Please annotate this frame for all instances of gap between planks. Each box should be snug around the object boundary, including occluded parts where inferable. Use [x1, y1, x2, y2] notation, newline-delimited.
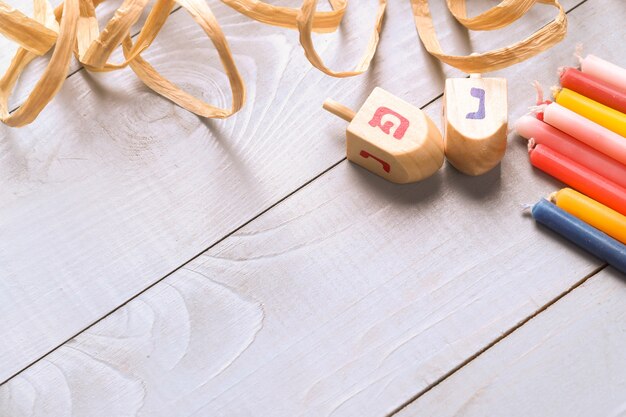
[386, 263, 608, 417]
[0, 0, 588, 390]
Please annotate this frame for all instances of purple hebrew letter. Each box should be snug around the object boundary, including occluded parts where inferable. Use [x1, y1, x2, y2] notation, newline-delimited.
[370, 107, 409, 140]
[465, 87, 485, 119]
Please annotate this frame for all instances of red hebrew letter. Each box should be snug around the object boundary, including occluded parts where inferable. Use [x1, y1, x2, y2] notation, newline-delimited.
[359, 151, 391, 172]
[370, 107, 409, 140]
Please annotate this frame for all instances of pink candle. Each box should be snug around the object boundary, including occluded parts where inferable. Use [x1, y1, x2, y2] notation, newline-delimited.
[543, 103, 626, 164]
[515, 116, 626, 188]
[580, 55, 626, 91]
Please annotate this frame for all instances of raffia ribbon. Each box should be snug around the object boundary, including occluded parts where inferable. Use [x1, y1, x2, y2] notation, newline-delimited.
[0, 0, 567, 127]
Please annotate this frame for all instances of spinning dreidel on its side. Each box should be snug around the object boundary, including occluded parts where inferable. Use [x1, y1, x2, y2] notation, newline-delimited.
[324, 87, 444, 183]
[443, 74, 507, 175]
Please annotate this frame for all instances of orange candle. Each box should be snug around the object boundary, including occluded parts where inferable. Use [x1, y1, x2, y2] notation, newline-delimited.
[550, 188, 626, 244]
[528, 140, 626, 215]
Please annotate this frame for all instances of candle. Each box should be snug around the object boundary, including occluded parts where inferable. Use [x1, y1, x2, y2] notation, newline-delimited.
[555, 88, 626, 136]
[580, 55, 626, 91]
[528, 140, 626, 215]
[543, 103, 626, 165]
[561, 68, 626, 113]
[515, 116, 626, 188]
[550, 188, 626, 244]
[532, 199, 626, 274]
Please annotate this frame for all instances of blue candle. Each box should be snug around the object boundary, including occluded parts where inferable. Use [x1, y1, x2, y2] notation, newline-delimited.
[532, 199, 626, 274]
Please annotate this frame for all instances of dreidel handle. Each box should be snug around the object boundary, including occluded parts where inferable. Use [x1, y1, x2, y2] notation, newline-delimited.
[322, 98, 356, 123]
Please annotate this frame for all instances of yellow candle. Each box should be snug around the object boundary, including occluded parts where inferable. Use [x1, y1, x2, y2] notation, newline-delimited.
[550, 188, 626, 244]
[555, 88, 626, 136]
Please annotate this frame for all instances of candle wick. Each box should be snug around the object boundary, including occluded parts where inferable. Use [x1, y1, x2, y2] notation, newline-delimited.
[532, 80, 543, 105]
[520, 204, 533, 216]
[574, 43, 584, 64]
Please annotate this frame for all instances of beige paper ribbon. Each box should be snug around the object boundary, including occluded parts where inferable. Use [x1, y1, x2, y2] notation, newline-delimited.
[411, 0, 567, 73]
[0, 0, 567, 126]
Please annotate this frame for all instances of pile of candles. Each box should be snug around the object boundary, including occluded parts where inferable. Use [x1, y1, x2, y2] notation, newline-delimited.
[515, 55, 626, 273]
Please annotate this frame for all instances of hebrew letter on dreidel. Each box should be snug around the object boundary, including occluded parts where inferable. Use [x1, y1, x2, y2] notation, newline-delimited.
[359, 151, 391, 172]
[465, 87, 485, 119]
[370, 107, 409, 140]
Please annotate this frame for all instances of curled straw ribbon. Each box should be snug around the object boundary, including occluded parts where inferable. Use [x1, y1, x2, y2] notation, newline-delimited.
[0, 0, 567, 127]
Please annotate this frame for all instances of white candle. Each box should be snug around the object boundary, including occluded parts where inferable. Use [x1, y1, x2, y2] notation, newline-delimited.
[543, 103, 626, 164]
[580, 55, 626, 91]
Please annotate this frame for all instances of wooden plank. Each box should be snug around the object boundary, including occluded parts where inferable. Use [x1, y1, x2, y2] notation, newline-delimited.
[0, 0, 626, 416]
[396, 269, 626, 417]
[0, 0, 512, 381]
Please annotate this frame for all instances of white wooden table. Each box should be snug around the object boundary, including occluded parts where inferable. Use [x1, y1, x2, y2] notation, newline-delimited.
[0, 0, 626, 417]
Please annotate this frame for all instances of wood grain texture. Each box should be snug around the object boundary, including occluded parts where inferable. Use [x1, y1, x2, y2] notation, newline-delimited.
[0, 0, 516, 381]
[397, 268, 626, 417]
[0, 0, 626, 417]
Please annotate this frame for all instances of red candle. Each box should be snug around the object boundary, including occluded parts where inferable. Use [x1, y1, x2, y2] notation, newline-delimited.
[528, 140, 626, 215]
[561, 68, 626, 113]
[515, 116, 626, 188]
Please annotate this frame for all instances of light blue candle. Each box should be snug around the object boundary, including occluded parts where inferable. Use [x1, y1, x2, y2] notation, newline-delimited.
[532, 199, 626, 274]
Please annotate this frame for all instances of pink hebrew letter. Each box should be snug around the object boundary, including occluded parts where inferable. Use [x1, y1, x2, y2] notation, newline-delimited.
[370, 107, 409, 140]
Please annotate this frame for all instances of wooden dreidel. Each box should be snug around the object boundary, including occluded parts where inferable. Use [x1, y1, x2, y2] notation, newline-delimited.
[443, 74, 507, 175]
[323, 87, 444, 184]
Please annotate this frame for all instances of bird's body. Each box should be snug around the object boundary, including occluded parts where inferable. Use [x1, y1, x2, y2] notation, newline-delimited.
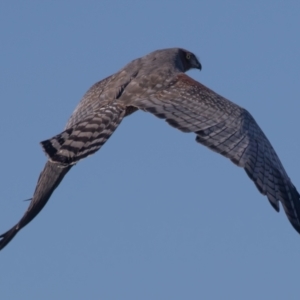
[0, 48, 300, 250]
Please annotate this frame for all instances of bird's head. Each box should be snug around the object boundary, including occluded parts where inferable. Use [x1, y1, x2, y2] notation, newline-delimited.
[178, 49, 202, 72]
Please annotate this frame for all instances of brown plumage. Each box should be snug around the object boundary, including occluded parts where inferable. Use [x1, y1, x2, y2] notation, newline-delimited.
[0, 48, 300, 249]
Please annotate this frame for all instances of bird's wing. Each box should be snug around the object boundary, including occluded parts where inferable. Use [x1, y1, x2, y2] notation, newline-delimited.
[0, 104, 126, 250]
[131, 74, 300, 233]
[41, 103, 126, 166]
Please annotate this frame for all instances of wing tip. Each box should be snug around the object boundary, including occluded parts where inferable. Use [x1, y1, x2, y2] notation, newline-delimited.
[0, 224, 19, 250]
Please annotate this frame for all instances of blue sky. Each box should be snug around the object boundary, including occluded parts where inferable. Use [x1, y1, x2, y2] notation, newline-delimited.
[0, 1, 300, 300]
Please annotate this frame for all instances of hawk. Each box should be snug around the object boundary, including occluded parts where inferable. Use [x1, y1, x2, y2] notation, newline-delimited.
[0, 48, 300, 250]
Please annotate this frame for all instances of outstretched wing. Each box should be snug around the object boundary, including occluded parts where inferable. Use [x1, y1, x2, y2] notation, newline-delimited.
[0, 104, 126, 250]
[0, 162, 72, 250]
[41, 103, 126, 166]
[131, 74, 300, 233]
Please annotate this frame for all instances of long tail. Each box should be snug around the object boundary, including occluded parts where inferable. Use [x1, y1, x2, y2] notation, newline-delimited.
[0, 161, 72, 250]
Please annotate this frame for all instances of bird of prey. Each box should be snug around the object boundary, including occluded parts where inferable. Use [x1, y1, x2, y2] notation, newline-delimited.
[0, 48, 300, 250]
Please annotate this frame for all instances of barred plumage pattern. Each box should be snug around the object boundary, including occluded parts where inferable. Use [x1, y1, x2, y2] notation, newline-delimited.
[0, 48, 300, 250]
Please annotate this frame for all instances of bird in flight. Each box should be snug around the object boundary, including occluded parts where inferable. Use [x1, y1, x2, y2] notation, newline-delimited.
[0, 48, 300, 250]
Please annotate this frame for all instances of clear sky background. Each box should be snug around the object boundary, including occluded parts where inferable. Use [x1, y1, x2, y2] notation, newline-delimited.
[0, 0, 300, 300]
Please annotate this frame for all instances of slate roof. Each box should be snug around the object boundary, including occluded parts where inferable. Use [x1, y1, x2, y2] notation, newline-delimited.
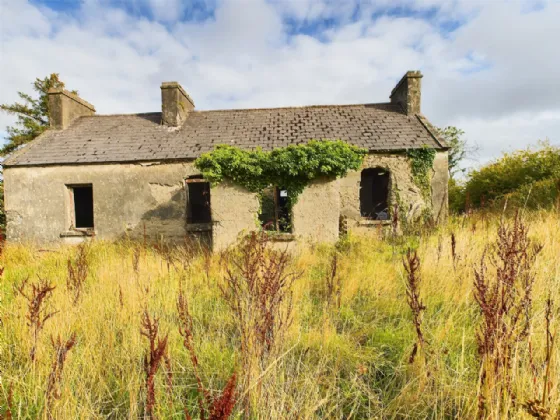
[3, 103, 447, 166]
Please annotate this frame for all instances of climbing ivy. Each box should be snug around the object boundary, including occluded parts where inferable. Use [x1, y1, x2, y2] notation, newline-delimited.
[406, 147, 436, 198]
[194, 140, 367, 206]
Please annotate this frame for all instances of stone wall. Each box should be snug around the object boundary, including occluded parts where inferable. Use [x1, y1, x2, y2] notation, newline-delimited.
[432, 151, 449, 222]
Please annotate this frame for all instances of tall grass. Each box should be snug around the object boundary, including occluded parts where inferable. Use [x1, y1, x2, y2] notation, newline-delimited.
[0, 212, 560, 419]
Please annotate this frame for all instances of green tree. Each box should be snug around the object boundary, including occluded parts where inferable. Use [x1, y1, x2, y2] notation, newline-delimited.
[436, 126, 476, 178]
[0, 73, 72, 156]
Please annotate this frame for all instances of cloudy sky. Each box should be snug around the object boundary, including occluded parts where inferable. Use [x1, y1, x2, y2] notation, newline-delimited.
[0, 0, 560, 168]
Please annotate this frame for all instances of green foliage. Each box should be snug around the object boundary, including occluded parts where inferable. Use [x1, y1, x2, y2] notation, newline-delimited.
[434, 126, 476, 178]
[465, 143, 560, 208]
[0, 73, 73, 156]
[406, 147, 436, 197]
[195, 140, 367, 205]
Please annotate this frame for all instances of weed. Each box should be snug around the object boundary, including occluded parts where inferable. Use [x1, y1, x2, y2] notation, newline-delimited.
[0, 383, 14, 420]
[474, 215, 542, 417]
[140, 310, 169, 419]
[403, 248, 426, 363]
[325, 252, 342, 309]
[45, 333, 76, 419]
[15, 277, 58, 362]
[220, 232, 301, 413]
[177, 290, 237, 420]
[66, 243, 89, 305]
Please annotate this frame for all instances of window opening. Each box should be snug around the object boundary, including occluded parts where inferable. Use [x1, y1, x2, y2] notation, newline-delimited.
[360, 168, 390, 220]
[71, 185, 93, 229]
[259, 187, 292, 233]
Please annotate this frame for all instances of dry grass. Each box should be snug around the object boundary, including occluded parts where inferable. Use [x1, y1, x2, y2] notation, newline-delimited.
[0, 213, 560, 419]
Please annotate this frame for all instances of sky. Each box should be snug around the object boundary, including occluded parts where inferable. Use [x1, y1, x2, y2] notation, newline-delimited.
[0, 0, 560, 171]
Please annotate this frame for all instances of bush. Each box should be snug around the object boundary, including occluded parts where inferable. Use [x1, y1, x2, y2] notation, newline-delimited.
-- -- --
Copy the lines of the listing from the one containing "Please annotate this frame for all instances of sky." through the end of the listing, swapping every "snug" for "tight" and leaving everything else unchanged.

Response for this exercise →
Please annotate this frame for all instances of sky. Each box should be tight around the object boundary, including occluded parts where inferable. Use [x1, y1, x2, y2] notation, newline-delimited.
[0, 0, 560, 171]
Please annotate this frame for all instances of bush. Each box should be tight around the object boundary, including occluded parts where inferable. Use [x1, y1, x2, y2] notation, newline-delimited.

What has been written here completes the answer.